• _Challenge A_: Name the for-profit child-care chains that the child-care funding text says are controlled by private-equity funds.

• _Supplied passage_:
__________________________________________________
As states and the federal government pour money into early education, how will they keep a public good from becoming a private cash cow?

Last June, years of organizing in Vermont paid off when the state’s House and Senate passed landmark legislation—overriding a governor’s earlier veto—that invests $125 million a year into its child-care system. The bill expanded eligibility for state assistance to 575 percent of the federal poverty level, meaning that more than 7,000 new families are expected to receive money for child-care expenses. Funding will also become available to help day-care centers recruit and retain teachers and expand capacity; centers will also receive additional money for providing nonstandard hours of care.

But now advocates are worried that the wrong people stand to benefit from the program’s generosity. Any time there is a windfall of public money, with few strings attached, unintended consequences are nearly certain to follow. Thanks to the new law, more Vermont families will have more to spend on child care, and centers will receive additional money without explicit rules around how to spend it. Both of those facts will make child care an attractive target for private-equity groups looking for an industry with lots of incoming revenue.

Private equity’s interest in child care has been growing in recent years. “While there has been corporate for-profit child care since the 1970s, private equity only got in starting in the early 2000s,” Elliot Haspel, a senior fellow who studies early childhood education at the nonpartisan think tank Capita, told me. Now four of the top five for-profit child-care chains—KinderCare, Learning Care Group, the Goddard School, and Primrose Schools—are controlled by private-equity funds, and private-equity-backed centers represent 10 to 12 percent of the market.

Private investors are intrigued by child care for the same reasons they became interested in nursing homes and other health-care services: intense demand, government money, and relatively low start-up costs. “Their goal is not long-term sustainability; their goal is to try to turn a profit,” Haspel said.
__________________________________________________
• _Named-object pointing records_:
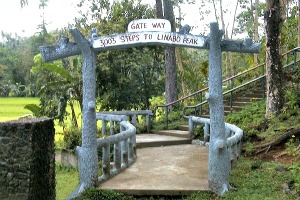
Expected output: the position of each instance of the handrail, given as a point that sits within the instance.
(124, 145)
(166, 106)
(133, 114)
(233, 136)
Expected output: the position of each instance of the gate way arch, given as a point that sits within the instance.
(147, 32)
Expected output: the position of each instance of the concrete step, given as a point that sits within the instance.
(155, 140)
(175, 133)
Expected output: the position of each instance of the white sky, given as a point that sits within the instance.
(60, 13)
(24, 21)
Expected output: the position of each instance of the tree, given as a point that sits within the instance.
(170, 59)
(274, 18)
(129, 78)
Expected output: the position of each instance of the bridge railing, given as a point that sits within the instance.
(233, 136)
(122, 145)
(133, 115)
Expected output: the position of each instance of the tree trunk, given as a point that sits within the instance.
(159, 10)
(179, 58)
(170, 59)
(274, 18)
(256, 30)
(298, 55)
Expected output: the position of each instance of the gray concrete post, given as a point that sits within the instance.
(218, 155)
(87, 153)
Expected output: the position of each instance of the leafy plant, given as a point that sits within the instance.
(72, 137)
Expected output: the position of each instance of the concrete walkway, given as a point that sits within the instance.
(164, 170)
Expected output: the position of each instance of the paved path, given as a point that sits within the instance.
(164, 170)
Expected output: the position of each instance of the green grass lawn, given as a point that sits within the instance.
(12, 108)
(66, 181)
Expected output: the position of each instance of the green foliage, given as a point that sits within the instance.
(251, 119)
(66, 181)
(35, 109)
(72, 137)
(13, 108)
(96, 194)
(295, 170)
(59, 84)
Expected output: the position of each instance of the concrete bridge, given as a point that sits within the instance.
(165, 165)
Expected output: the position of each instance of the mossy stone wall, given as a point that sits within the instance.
(27, 159)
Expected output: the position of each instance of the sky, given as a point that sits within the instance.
(59, 13)
(24, 21)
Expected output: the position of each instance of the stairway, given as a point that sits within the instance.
(239, 100)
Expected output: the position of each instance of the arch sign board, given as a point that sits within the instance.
(147, 31)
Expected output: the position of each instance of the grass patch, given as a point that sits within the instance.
(66, 181)
(12, 108)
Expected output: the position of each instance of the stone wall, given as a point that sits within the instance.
(27, 159)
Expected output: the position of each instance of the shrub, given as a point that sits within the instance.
(72, 137)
__________________________________________________
• _Challenge B_: Tally the lines of the listing that contain the string "wall", and reply with only the number.

• _Exercise solution A_: KinderCare, Learning Care Group, the Goddard School, and Primrose Schools

• _Exercise solution B_: 2